* BEGIN SOURCE PASSAGE *

Those who clicked the link were taken to a Google-hosted page, and asked to allow a service to access their email account data. If they granted permission, they will have allowed hackers to potentially access their email account, contacts and online documents. It then emailed everyone in their contacts list with the same message.
What can you do?
Google said it had caught the attack and put a stop to it within an hour, but anyone who clicked on it during this time may have exposed their details. It said in a statement: "While contact information was accessed and used by the campaign, our investigations show that no other data was exposed."
"We have taken action to protect users against an email impersonating Google Docs, and have disabled offending accounts. We've removed the fake pages, pushed updates through Safe Browsing, and our abuse team is working to prevent this kind of spoofing from happening again."
It added: "There's no further action users need to take regarding this event; users who want to review third party apps connected to their account can visit Google Security Checkup." This is worth doing if you concerned you may have been affected.
You can also go to https://myaccount.google.com/permissions and see if "Google Docs" is listed as having access to your Google account. If it's there, it's the fake (the real one won't appear on this list). Select it, and click 'remove'.
Why this is a worry
Security experts say this represents a sophisticated development of the phishing scam, because instead of getting people to hand over their personal details, the scammers built an app that used Google's processes to enable them to access the data.
Raj Samani, Chief Scientist at McAfee added: "Phishing attacks remain the most common method of manipulating individuals into clicking on links and ultimately installing malicious content onto their systems. Taking advantage of trusted, well-known brands attempts to leverage the use of authority, resulting in the incoming messages to appear trusted to the consumer."
He said that the best way to protect ourselves is to be aware of the emails we are expecting, and be wary of anything unexpected - even if it comes from a trusted sender. He says: "Think twice before acting; go straight to the source through a different communication channel if you receive a link you were not expecting. Also, hover over links to see if it is a reliable URL. Or search online for other instances of this campaign, and what those instances could tell you about the email's legitimacy."

* END SOURCE PASSAGE *

◆ REQUIREMENT 1: Recast the entries as a Markdown table with the columns Row and Line, starting at the first line of the entries and ending at the line containing "425,258,480,295", both included. Number each row, and leave out blank lines and pictures.
The Google Docs phishing article and the entries are unrelated to each other.

* BEGIN RECORD SET *

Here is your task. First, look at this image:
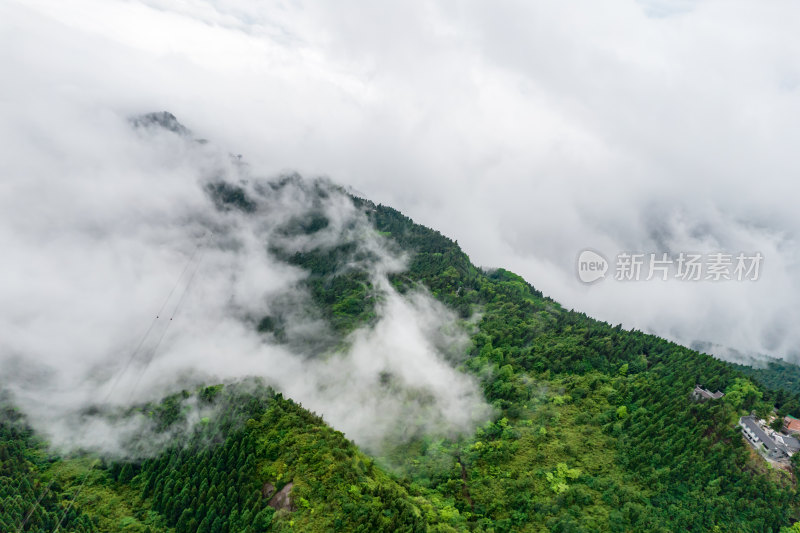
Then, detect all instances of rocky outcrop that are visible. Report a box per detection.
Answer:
[267,482,296,511]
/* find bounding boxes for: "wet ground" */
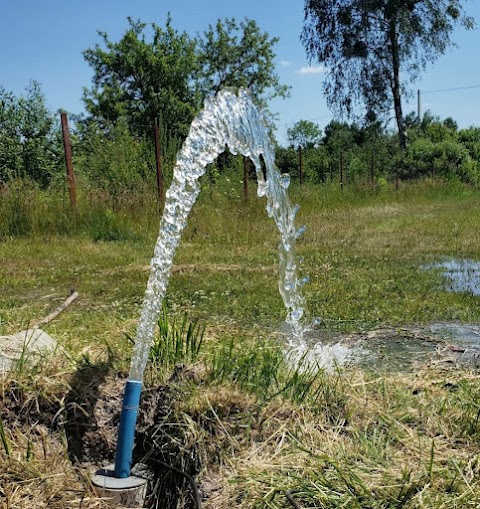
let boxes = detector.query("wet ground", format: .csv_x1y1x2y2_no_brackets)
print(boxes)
424,258,480,295
306,259,480,372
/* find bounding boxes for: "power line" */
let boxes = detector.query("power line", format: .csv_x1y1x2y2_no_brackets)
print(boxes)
277,115,334,127
421,85,480,94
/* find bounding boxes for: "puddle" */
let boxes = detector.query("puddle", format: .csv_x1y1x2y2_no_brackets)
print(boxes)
428,323,480,368
301,323,480,373
425,258,480,295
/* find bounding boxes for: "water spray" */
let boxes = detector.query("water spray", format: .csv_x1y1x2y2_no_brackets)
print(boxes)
93,89,307,504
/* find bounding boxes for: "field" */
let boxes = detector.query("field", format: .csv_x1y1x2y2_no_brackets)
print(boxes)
0,179,480,509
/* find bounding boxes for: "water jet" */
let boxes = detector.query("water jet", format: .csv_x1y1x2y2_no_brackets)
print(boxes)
96,89,316,498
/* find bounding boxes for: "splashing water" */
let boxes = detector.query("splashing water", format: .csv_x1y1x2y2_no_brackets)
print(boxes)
130,89,344,381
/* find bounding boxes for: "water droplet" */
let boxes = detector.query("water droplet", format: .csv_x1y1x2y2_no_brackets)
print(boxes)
292,308,303,322
280,173,290,189
300,276,310,286
295,225,307,239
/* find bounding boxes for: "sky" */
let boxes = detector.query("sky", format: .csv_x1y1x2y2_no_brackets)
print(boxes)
0,0,480,144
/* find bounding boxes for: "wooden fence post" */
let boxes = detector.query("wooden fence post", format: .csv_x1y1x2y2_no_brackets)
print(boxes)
243,156,249,203
298,145,303,185
340,152,343,191
154,119,164,212
60,111,77,213
370,150,375,190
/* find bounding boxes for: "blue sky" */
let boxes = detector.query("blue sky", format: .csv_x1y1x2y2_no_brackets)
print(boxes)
0,0,480,142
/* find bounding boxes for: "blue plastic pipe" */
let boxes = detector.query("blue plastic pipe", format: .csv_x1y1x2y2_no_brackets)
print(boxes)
114,380,142,479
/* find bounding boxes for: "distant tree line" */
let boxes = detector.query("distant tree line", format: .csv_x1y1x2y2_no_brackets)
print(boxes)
277,112,480,185
0,10,480,196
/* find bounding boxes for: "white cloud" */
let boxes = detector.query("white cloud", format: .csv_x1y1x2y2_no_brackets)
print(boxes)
297,65,327,74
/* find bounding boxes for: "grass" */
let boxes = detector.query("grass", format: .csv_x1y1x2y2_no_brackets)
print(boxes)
0,177,480,509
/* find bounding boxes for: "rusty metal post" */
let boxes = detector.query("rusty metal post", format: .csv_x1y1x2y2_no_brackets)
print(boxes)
60,111,77,212
340,152,343,191
298,145,303,185
243,156,249,203
154,119,164,212
370,150,375,190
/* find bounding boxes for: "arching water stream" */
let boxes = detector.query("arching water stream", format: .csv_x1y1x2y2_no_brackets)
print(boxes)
130,90,308,381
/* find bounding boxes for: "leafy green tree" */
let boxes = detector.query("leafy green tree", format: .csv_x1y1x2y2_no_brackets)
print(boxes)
0,81,62,187
301,0,474,149
197,18,289,107
287,120,322,148
83,16,200,136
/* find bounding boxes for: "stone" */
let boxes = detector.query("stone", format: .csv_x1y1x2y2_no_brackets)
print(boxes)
0,328,58,375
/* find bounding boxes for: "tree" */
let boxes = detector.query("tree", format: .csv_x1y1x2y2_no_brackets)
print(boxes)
287,120,322,148
301,0,474,149
83,16,288,138
197,18,289,107
0,81,61,187
83,16,200,136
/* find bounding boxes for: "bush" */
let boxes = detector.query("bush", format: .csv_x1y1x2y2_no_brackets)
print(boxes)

* END RECORD SET *

◆ REQUIREMENT 2: Repeat the Google Docs phishing article word for word, starting at "Why this is" and ending at "access the data.".

◆ FULL OUTPUT 1:
| Row | Line |
|---|---|
| 1 | Here is your task. First, look at this image: |
| 2 | Then, detect all instances of rocky outcrop that are visible. Report a box per detection. |
| 3 | Answer: |
| 4 | [267,482,296,511] |
| 5 | /* find bounding boxes for: "wet ground" */ |
| 6 | let boxes = detector.query("wet ground", format: .csv_x1y1x2y2_no_brackets) |
| 7 | print(boxes) |
| 8 | 424,258,480,295 |
| 9 | 306,259,480,372 |
| 10 | /* find bounding boxes for: "power line" */ |
| 11 | let boxes = detector.query("power line", format: .csv_x1y1x2y2_no_brackets) |
| 12 | print(boxes) |
| 13 | 277,115,334,127 |
| 14 | 421,85,480,94 |
| 15 | /* find bounding boxes for: "puddle" */ |
| 16 | let boxes = detector.query("puddle", format: .csv_x1y1x2y2_no_brackets) |
| 17 | print(boxes) |
| 18 | 428,323,480,368 |
| 19 | 301,323,480,373 |
| 20 | 425,258,480,295 |

◆ FULL OUTPUT 2:
Why this is a worry
Security experts say this represents a sophisticated development of the phishing scam, because instead of getting people to hand over their personal details, the scammers built an app that used Google's processes to enable them to access the data.